• _Object location annotation data_
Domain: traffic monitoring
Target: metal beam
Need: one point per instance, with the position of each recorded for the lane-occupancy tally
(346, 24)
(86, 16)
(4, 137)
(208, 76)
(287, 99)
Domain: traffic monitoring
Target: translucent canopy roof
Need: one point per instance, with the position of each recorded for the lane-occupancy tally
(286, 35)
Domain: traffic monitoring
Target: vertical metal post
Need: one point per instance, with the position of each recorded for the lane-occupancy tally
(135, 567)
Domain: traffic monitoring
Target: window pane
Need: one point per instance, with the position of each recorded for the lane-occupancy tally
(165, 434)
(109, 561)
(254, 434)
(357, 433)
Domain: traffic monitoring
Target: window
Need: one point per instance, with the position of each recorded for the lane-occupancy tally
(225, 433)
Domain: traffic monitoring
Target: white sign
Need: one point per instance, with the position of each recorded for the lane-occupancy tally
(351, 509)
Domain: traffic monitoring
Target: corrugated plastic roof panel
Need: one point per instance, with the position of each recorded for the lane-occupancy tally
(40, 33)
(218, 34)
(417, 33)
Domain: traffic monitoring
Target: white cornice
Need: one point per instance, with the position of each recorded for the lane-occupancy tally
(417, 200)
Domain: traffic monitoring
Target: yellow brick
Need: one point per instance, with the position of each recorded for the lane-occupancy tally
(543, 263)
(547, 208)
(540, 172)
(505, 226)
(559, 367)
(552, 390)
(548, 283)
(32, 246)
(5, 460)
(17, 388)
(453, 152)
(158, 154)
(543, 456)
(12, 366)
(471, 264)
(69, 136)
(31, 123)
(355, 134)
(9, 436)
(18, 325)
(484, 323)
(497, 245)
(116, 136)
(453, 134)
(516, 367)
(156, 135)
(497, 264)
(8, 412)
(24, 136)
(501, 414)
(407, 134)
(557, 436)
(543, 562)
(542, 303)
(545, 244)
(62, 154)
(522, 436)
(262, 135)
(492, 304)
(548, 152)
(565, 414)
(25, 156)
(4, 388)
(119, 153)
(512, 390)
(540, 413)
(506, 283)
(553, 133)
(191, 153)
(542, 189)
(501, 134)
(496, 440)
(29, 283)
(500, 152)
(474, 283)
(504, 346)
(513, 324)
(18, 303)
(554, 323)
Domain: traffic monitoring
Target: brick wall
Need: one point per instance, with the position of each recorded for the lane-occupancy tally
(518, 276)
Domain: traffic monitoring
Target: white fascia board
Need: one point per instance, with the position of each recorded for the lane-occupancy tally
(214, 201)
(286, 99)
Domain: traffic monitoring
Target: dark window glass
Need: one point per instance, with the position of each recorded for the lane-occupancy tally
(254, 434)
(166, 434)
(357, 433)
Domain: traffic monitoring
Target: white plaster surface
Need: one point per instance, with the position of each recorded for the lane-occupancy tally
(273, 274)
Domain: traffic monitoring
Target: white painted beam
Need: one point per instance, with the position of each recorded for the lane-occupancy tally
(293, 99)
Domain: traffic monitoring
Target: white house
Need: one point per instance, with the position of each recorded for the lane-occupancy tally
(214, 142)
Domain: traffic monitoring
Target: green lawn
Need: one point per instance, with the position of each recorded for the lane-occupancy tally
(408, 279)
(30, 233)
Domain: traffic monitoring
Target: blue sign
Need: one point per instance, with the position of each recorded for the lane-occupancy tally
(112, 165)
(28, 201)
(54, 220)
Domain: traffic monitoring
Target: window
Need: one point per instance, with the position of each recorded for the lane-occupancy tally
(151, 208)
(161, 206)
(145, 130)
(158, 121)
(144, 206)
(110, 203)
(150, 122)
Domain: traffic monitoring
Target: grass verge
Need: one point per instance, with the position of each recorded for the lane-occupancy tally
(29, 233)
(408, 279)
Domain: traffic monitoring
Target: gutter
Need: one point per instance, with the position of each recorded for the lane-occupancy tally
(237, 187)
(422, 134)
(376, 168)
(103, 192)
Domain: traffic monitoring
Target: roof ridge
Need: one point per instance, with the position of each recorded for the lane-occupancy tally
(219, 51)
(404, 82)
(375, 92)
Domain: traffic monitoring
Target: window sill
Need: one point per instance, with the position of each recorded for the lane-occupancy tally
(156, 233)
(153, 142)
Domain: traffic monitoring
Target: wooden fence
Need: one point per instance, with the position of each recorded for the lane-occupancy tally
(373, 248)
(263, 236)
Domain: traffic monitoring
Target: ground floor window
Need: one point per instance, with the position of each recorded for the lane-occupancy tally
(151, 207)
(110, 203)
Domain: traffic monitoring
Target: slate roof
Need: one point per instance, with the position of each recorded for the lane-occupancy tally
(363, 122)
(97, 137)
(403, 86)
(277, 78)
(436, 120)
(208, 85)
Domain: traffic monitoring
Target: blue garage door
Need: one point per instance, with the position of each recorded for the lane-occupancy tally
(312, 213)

---

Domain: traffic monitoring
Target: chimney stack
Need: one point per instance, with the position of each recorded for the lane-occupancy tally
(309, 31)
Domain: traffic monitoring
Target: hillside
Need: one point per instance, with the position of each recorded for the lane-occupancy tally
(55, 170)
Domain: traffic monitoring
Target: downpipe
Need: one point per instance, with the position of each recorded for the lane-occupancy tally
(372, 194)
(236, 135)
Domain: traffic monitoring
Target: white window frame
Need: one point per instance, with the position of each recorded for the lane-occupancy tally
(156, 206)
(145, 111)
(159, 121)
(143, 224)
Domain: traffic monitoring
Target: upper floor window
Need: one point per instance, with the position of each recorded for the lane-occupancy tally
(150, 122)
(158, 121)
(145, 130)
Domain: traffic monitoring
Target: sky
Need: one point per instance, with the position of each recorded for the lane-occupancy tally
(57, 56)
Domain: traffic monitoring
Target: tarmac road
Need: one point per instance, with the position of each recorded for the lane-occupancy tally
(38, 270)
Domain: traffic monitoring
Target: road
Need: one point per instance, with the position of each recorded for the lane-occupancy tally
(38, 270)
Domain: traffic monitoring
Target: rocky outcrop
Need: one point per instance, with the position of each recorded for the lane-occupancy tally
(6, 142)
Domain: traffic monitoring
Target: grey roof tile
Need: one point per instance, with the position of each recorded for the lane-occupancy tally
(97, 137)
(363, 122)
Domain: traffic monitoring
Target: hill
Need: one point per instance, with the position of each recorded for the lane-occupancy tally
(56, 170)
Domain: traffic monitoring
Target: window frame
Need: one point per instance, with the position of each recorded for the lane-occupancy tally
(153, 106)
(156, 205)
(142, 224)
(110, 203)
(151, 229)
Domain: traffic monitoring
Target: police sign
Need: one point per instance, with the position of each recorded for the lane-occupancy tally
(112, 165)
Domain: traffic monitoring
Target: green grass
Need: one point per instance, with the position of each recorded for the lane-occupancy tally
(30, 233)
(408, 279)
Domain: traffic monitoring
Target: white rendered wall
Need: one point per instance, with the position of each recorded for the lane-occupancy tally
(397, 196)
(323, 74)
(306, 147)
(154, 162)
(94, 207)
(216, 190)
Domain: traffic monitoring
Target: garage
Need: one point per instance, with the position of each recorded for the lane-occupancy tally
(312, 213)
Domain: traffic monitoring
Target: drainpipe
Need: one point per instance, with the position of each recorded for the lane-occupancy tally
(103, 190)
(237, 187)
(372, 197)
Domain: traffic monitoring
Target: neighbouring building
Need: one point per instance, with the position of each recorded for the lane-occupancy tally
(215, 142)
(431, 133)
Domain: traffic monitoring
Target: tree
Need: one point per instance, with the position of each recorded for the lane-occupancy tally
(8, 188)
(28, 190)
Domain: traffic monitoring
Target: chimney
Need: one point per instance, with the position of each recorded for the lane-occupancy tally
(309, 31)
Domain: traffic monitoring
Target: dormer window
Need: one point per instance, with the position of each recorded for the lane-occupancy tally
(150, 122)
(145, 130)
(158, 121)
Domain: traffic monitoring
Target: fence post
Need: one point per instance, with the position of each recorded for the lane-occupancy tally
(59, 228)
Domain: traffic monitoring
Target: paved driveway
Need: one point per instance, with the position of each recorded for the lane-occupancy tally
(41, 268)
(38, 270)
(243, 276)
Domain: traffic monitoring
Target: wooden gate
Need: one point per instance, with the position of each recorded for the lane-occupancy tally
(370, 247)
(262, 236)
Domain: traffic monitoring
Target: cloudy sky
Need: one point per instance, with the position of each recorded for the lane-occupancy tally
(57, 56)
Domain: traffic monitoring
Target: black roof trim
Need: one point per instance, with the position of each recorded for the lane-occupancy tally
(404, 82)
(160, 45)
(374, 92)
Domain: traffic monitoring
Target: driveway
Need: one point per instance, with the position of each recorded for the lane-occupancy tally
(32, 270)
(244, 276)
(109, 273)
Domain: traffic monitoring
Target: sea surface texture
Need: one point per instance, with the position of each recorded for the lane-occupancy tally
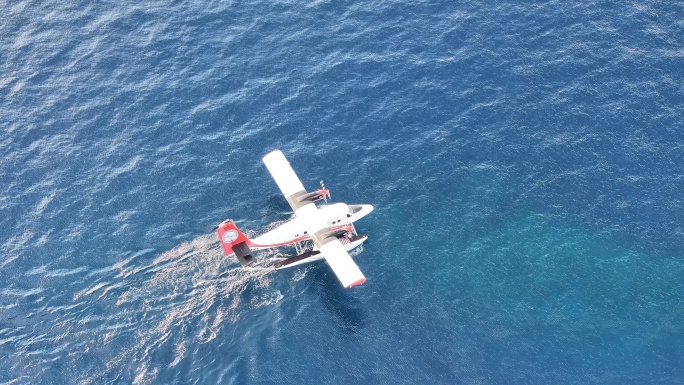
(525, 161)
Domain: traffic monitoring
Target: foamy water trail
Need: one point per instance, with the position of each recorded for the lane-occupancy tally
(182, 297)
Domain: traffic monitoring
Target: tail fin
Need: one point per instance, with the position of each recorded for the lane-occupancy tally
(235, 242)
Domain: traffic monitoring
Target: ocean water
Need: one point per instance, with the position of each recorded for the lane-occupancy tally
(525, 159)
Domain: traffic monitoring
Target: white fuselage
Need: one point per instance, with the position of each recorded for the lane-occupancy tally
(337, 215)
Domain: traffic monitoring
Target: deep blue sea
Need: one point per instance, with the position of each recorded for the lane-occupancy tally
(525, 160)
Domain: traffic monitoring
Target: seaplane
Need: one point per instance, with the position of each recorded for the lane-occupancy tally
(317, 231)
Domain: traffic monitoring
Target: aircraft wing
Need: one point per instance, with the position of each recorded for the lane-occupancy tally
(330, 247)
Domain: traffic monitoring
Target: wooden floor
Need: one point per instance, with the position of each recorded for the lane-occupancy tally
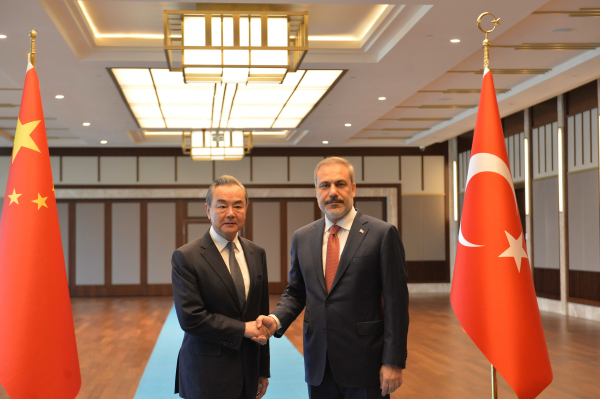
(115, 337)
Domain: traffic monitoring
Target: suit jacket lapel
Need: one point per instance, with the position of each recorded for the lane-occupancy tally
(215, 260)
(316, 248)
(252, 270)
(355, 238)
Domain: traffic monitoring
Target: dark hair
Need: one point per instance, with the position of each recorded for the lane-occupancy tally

...

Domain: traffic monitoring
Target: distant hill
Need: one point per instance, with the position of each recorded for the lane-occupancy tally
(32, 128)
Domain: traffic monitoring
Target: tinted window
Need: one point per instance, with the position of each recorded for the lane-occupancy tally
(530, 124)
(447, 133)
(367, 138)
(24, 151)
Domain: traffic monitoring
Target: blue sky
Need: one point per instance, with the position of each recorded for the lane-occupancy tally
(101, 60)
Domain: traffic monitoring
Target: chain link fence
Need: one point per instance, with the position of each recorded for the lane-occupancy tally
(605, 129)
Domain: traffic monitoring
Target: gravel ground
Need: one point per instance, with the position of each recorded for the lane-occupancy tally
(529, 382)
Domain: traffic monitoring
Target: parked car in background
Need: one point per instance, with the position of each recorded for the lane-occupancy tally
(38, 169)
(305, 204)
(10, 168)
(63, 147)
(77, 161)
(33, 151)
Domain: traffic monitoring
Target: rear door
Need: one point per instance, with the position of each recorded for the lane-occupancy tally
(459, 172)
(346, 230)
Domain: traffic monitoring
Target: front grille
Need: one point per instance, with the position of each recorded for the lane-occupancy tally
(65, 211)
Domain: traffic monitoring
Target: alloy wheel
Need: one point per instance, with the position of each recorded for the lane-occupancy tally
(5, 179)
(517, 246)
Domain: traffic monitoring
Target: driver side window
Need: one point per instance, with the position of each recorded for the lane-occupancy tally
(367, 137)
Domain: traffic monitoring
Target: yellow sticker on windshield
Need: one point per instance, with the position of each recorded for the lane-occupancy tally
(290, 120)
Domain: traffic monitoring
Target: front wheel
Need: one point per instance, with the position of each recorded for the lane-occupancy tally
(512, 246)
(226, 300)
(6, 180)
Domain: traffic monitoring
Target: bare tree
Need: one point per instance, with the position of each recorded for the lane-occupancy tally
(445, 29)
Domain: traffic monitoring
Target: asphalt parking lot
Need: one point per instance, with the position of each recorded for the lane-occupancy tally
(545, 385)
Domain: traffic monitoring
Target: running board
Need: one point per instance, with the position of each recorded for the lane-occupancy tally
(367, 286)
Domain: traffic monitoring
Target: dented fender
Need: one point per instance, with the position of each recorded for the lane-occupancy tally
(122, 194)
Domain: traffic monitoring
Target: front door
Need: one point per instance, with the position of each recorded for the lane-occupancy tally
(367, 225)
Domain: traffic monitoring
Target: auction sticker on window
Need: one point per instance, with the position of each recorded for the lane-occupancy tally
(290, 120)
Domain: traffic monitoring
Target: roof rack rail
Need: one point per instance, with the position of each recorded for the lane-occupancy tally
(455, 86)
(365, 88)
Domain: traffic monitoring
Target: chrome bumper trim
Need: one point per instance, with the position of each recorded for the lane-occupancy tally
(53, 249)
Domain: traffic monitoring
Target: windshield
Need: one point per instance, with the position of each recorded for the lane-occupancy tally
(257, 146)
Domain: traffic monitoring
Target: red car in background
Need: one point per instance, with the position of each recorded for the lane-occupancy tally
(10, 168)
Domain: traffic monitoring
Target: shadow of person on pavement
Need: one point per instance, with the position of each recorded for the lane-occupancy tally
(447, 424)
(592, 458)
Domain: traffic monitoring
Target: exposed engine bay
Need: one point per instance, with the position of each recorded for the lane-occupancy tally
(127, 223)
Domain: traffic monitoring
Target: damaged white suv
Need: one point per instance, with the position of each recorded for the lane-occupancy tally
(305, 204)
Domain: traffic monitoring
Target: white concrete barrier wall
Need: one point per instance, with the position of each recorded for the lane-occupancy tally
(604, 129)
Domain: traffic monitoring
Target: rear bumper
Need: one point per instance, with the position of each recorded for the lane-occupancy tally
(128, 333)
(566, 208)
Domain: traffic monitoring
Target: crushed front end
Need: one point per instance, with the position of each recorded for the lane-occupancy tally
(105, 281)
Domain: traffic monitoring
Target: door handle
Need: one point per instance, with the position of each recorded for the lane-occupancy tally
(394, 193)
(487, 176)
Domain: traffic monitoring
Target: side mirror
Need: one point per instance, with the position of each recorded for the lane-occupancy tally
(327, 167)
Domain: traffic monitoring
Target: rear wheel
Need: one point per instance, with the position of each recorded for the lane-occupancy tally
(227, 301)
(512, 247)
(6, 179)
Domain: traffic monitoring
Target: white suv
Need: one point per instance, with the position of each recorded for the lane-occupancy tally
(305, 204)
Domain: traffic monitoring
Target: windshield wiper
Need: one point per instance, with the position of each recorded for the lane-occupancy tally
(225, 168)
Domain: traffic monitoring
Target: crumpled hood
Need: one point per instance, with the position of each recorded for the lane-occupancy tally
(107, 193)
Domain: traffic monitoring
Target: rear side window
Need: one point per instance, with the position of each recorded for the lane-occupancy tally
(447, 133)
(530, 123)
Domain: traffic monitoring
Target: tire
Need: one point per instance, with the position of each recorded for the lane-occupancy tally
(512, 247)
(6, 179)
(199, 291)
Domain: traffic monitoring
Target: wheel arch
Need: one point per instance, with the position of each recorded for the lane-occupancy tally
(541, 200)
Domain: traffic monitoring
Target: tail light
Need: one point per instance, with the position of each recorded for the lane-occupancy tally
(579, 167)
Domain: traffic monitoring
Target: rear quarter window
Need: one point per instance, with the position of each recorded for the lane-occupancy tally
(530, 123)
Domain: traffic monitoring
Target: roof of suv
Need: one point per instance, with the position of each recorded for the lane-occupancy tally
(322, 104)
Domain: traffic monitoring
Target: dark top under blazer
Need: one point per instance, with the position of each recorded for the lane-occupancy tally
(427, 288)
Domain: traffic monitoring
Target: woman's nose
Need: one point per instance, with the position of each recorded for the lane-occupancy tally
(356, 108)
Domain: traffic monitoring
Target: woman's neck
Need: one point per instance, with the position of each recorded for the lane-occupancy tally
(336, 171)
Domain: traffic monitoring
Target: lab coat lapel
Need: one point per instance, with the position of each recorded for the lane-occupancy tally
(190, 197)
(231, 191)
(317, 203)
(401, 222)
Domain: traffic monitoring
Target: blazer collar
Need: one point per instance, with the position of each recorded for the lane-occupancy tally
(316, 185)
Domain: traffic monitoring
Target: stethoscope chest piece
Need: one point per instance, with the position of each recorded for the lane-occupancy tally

• _What you need to do_
Which lines in the entries above contain the word "frame"? Copy each of them out.

• _Output_
Target: white window frame
Target: window frame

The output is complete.